[Source records]

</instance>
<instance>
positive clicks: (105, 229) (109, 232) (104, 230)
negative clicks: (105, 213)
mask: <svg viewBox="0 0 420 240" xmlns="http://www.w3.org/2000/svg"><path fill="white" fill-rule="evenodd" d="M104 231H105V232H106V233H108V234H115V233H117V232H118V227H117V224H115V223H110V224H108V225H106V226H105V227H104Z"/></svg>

About this exercise
Begin at the first line of the records above and quote every line verbatim through the one that contains "positive clicks: (105, 229)".

Task solution
</instance>
<instance>
positive clicks: (105, 229) (109, 232) (104, 230)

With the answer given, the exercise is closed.